• Written exercise: Which rows below contain the string "tail", with case counting? Copy each of those lines in full.

• Entries shown:
— begin —
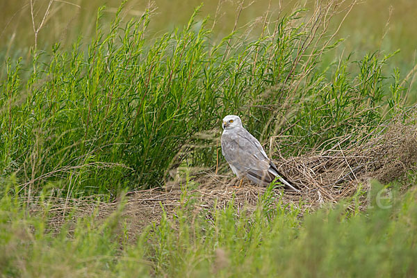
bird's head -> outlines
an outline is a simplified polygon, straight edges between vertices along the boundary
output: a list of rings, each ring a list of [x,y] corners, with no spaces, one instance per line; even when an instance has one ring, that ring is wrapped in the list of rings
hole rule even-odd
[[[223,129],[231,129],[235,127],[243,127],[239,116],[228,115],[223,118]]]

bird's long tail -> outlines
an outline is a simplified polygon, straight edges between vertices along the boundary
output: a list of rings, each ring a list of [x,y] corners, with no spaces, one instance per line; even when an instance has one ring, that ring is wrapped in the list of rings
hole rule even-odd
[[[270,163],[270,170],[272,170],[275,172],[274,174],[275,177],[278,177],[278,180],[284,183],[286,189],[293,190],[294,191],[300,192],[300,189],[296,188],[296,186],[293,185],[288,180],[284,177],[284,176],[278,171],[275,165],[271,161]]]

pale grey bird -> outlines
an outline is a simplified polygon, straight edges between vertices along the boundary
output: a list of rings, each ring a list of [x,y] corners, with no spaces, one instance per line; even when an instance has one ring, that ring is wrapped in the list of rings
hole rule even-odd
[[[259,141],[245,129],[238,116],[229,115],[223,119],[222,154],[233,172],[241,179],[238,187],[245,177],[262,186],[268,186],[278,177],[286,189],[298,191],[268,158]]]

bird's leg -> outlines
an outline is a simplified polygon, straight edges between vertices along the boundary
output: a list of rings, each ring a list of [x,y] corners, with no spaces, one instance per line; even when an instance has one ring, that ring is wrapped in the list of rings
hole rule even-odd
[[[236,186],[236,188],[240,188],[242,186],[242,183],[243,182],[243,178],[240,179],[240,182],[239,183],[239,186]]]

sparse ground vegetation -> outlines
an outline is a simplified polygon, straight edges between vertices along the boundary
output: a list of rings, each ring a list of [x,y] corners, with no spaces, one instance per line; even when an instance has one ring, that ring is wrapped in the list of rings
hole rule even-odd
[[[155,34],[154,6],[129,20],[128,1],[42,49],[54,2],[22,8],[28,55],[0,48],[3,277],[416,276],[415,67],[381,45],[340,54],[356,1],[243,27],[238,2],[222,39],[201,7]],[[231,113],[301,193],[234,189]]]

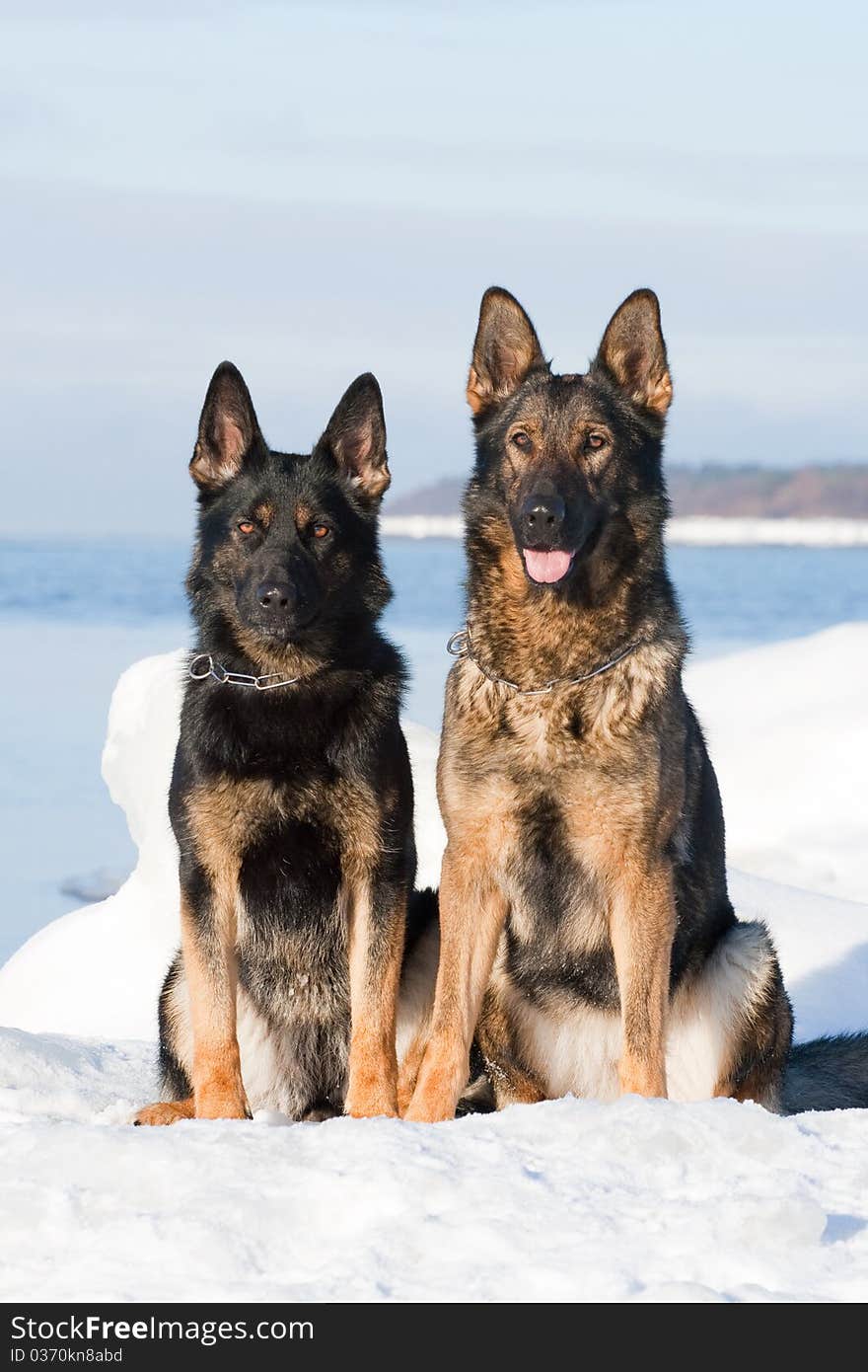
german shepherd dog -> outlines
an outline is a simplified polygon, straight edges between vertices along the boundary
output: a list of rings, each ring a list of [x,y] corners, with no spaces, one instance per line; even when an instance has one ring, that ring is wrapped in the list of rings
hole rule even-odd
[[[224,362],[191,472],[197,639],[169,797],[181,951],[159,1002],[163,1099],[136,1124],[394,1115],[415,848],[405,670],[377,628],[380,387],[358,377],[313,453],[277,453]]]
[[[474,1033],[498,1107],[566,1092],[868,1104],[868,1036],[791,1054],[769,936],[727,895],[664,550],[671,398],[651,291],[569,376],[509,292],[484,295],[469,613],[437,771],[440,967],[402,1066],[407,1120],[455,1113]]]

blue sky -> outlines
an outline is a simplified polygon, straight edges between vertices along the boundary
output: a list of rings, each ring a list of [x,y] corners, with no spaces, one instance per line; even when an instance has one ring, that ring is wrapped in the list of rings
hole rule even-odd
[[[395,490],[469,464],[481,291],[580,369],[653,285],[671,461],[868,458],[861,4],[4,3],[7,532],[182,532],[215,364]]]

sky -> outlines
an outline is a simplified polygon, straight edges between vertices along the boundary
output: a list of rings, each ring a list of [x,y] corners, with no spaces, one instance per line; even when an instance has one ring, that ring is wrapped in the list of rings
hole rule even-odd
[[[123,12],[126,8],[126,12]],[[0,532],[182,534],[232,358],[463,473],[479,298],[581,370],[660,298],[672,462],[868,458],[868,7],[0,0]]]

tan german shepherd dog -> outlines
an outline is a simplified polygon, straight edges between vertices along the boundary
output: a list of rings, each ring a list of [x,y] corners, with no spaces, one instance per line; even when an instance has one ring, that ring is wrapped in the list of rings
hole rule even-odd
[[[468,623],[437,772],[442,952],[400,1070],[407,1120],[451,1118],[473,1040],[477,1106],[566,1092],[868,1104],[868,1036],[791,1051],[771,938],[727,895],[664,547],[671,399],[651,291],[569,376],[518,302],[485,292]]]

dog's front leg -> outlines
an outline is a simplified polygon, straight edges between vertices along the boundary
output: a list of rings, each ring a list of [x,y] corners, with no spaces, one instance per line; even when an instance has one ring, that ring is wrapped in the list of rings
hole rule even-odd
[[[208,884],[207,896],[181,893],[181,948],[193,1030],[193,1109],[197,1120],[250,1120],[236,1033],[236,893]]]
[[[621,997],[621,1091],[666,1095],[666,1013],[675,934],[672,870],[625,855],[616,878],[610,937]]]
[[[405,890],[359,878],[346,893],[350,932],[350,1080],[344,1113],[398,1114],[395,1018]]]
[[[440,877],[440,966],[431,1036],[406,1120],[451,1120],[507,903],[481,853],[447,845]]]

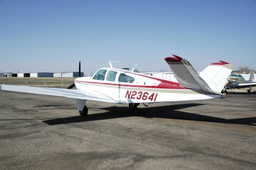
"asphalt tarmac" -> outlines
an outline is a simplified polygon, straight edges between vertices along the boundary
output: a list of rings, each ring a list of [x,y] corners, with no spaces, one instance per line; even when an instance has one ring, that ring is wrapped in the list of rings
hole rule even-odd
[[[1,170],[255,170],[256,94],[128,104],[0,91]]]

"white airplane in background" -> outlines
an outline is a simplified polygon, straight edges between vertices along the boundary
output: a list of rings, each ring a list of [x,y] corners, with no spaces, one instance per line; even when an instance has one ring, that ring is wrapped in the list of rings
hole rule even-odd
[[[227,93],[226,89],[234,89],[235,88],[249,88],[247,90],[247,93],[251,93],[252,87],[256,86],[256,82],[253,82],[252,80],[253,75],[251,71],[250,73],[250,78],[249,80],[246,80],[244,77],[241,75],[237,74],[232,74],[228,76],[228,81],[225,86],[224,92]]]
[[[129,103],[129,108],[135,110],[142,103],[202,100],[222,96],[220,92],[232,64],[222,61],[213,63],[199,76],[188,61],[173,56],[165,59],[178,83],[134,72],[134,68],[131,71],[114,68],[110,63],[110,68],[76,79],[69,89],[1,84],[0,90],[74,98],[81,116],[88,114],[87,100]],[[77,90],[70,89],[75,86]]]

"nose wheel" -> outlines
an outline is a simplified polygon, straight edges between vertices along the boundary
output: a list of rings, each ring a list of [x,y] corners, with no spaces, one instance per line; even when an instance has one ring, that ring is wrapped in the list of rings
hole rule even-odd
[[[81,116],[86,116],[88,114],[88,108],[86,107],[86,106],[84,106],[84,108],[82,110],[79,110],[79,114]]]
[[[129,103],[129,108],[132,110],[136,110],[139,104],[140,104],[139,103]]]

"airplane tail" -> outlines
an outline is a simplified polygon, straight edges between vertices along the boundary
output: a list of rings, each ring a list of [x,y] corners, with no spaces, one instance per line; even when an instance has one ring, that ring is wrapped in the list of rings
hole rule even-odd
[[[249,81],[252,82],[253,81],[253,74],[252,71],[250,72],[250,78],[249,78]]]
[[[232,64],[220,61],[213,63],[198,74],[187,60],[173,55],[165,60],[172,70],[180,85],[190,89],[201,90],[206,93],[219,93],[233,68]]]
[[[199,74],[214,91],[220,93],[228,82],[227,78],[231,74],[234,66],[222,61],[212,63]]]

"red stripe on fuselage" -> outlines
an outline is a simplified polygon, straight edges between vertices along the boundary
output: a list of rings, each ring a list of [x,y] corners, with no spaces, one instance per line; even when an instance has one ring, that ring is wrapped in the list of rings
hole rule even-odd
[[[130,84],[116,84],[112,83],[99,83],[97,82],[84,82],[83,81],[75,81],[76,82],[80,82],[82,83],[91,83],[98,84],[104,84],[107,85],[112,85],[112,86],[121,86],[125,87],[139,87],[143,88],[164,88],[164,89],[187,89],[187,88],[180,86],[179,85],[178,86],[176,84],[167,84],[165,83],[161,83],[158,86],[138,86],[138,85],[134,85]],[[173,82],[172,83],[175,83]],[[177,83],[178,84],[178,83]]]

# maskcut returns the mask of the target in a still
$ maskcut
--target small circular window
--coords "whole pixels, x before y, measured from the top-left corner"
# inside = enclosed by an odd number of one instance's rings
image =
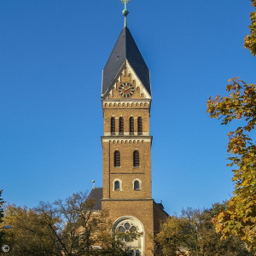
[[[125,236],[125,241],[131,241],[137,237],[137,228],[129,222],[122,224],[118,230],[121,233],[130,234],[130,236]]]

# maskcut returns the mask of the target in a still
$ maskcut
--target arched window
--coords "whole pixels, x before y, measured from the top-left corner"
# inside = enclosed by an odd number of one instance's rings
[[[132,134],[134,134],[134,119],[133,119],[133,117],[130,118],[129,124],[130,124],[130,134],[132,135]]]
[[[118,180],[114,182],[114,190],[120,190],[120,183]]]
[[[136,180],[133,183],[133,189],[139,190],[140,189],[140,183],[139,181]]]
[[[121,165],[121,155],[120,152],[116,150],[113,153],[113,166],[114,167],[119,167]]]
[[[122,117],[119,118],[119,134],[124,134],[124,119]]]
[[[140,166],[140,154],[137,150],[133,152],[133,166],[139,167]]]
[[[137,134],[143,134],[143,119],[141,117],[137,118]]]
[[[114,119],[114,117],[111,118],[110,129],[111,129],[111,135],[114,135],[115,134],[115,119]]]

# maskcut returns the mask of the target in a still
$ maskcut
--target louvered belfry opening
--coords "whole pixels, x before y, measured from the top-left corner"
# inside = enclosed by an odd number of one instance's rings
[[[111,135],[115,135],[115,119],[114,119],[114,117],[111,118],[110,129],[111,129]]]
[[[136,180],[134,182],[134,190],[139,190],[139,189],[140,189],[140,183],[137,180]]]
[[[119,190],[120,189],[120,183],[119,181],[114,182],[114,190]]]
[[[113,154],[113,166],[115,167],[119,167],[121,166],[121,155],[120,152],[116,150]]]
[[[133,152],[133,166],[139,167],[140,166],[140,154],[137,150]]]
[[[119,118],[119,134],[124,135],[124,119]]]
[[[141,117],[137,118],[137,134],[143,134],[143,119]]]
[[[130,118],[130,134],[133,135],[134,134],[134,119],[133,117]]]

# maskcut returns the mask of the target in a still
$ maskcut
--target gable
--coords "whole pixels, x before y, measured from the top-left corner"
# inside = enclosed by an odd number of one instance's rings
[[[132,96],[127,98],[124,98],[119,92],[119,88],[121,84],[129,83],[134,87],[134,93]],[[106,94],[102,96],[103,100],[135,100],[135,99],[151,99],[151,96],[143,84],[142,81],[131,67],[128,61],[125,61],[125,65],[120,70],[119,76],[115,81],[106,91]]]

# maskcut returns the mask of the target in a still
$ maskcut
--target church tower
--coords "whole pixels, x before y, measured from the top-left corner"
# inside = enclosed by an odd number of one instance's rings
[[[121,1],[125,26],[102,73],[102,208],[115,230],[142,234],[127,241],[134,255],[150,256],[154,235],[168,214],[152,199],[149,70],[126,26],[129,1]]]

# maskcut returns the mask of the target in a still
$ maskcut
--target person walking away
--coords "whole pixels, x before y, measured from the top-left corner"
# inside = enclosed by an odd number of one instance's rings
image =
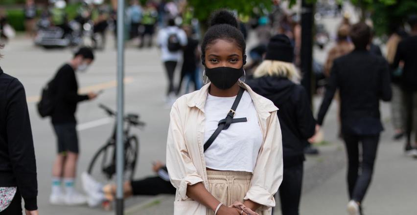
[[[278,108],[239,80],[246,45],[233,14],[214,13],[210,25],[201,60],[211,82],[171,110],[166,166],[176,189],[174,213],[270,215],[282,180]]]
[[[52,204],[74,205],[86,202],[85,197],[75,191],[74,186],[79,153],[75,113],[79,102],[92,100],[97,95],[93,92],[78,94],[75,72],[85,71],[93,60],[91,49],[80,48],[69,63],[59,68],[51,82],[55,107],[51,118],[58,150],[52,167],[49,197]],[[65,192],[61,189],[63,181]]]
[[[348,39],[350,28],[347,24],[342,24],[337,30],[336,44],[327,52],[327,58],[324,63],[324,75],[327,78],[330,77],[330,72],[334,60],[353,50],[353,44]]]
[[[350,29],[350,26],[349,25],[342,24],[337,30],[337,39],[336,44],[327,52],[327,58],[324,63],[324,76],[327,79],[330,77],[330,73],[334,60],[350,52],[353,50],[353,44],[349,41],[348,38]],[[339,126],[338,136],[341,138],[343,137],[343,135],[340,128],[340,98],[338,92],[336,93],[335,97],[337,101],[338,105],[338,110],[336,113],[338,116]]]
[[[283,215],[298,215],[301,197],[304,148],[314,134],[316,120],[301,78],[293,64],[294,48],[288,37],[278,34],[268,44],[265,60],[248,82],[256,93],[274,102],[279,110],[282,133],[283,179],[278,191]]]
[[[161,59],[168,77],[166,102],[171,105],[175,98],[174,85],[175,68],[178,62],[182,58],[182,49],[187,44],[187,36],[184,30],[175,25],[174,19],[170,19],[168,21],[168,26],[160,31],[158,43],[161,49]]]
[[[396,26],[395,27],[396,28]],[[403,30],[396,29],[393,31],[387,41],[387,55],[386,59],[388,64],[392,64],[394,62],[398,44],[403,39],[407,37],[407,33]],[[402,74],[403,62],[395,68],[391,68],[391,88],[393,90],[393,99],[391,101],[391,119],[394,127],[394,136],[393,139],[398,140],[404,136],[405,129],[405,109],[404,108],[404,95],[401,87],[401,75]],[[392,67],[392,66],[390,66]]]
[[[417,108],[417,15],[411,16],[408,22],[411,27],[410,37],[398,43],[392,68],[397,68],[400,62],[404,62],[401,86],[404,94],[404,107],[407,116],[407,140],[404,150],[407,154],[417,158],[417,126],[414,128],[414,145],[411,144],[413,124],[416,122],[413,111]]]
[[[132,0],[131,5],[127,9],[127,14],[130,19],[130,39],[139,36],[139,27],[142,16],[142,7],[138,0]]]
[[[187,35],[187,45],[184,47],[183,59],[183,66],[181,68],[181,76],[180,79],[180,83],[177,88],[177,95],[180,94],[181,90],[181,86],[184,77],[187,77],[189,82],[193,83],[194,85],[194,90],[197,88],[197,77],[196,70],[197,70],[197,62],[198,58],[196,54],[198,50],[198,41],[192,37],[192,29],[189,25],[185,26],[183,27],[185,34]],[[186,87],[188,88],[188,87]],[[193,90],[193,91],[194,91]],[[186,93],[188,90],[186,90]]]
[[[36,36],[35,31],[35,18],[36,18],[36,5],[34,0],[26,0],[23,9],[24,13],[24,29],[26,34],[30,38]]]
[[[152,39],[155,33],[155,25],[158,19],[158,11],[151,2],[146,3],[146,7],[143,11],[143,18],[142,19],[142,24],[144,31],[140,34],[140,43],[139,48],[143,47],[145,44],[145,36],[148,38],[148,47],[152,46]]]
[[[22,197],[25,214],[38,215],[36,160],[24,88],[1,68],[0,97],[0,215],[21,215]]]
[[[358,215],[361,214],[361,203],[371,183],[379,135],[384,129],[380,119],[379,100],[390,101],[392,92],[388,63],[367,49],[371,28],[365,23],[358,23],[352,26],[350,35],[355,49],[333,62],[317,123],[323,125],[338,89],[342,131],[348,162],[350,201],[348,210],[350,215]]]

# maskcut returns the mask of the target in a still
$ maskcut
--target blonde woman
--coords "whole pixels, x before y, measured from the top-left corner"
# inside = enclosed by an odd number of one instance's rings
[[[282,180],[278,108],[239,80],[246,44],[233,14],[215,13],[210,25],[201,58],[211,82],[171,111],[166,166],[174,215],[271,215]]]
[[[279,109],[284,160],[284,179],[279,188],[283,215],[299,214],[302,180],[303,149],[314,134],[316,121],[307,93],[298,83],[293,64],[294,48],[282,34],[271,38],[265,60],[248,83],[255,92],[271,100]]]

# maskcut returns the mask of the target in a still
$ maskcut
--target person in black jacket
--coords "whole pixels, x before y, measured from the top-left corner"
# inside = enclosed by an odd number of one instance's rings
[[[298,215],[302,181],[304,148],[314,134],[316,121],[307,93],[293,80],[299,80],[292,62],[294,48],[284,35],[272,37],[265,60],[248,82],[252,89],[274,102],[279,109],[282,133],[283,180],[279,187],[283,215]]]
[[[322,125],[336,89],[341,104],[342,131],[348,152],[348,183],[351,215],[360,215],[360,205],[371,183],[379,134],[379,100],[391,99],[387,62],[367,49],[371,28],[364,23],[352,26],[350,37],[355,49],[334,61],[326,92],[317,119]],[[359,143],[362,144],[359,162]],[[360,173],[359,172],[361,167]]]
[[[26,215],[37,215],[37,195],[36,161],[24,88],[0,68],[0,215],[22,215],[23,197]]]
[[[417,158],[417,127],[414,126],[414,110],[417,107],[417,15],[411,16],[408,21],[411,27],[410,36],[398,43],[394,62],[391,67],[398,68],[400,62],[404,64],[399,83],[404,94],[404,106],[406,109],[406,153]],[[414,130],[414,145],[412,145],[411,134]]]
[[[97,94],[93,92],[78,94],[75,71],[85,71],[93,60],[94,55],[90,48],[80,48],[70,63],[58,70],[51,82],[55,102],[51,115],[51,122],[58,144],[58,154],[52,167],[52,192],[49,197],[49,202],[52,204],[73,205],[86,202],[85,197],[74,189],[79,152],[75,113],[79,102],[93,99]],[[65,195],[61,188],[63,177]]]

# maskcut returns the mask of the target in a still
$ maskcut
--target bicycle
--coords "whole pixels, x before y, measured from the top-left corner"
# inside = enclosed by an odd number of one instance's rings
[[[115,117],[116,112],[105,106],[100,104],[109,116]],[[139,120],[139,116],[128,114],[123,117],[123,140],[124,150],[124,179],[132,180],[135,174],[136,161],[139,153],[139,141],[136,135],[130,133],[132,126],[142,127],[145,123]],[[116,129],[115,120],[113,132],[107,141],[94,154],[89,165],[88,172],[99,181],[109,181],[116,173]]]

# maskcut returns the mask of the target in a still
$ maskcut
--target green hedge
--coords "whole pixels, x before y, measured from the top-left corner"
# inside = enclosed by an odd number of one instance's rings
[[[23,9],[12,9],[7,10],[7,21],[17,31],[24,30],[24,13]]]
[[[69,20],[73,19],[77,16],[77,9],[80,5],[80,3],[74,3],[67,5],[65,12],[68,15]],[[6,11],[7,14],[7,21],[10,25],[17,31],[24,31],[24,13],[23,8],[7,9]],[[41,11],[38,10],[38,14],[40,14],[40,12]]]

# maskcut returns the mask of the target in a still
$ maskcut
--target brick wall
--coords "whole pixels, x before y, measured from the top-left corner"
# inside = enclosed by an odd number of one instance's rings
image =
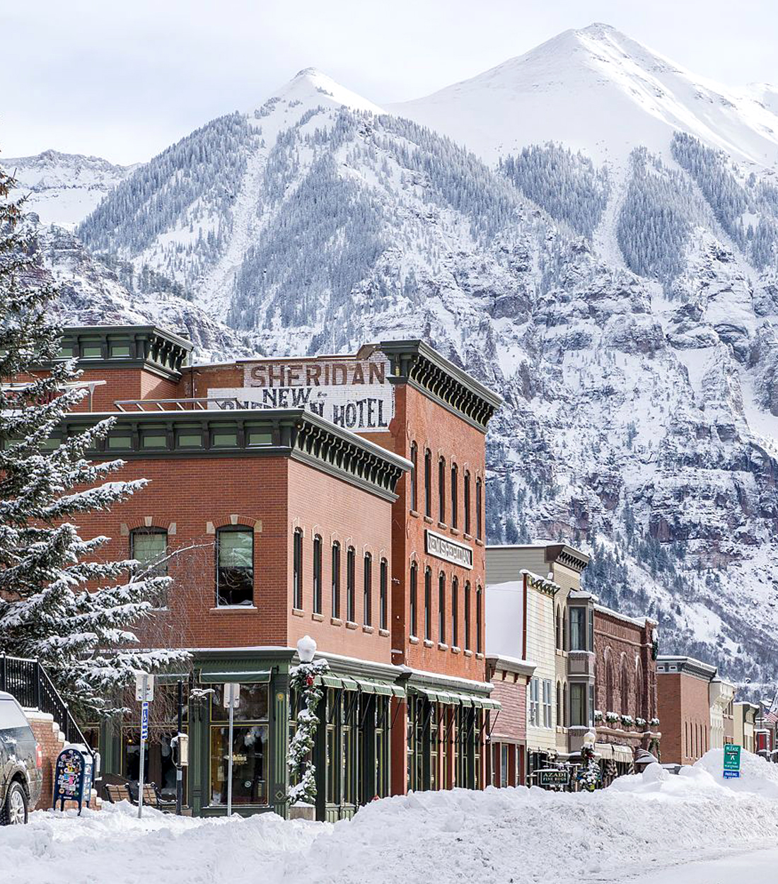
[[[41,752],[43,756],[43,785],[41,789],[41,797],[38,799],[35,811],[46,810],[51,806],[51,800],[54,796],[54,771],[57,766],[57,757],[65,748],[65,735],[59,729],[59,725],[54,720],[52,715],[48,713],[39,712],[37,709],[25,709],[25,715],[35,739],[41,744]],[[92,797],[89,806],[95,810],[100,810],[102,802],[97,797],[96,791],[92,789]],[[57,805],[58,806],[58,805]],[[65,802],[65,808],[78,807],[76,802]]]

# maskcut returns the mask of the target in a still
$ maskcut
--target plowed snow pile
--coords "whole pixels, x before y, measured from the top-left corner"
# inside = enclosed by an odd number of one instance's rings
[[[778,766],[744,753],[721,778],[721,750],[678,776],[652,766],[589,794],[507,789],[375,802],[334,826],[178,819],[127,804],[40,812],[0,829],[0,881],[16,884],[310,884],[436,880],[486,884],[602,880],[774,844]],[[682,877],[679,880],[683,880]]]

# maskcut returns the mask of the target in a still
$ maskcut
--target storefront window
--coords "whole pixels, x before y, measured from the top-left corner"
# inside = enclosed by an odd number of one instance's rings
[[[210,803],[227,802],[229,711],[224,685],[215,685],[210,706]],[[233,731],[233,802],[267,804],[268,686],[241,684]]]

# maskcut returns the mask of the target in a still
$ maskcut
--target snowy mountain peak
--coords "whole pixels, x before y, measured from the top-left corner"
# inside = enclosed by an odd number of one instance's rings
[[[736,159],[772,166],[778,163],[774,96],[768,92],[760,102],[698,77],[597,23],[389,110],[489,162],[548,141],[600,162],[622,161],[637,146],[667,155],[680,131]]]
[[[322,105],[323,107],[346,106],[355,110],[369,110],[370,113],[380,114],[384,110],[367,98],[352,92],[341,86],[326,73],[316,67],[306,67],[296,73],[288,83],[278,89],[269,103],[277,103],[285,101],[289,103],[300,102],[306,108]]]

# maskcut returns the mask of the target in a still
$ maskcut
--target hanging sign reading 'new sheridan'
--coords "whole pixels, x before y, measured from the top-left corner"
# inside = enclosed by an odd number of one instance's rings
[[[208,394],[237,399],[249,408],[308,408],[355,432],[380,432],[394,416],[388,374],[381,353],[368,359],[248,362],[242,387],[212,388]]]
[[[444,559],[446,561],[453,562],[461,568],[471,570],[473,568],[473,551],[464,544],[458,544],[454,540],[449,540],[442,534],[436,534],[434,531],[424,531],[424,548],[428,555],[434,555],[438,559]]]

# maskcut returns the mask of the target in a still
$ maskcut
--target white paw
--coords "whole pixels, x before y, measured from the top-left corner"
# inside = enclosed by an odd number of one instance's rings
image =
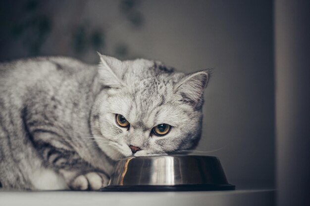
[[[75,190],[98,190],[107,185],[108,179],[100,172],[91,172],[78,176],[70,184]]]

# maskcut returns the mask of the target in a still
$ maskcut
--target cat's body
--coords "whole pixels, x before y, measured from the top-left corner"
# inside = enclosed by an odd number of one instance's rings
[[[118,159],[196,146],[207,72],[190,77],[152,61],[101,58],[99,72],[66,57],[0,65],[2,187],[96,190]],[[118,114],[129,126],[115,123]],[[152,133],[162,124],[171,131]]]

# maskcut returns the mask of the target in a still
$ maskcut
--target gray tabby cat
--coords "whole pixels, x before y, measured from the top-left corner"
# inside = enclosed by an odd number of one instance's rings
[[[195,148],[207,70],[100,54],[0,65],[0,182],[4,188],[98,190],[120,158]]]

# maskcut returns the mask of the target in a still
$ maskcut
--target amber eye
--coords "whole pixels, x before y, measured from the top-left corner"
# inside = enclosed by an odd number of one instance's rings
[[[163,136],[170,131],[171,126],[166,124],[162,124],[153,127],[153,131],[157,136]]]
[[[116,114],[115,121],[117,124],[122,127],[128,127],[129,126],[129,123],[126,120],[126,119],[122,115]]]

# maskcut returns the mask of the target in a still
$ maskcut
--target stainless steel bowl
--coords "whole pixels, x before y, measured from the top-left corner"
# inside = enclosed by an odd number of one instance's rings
— end —
• Result:
bird's long tail -> outlines
"airplane tail" -> outlines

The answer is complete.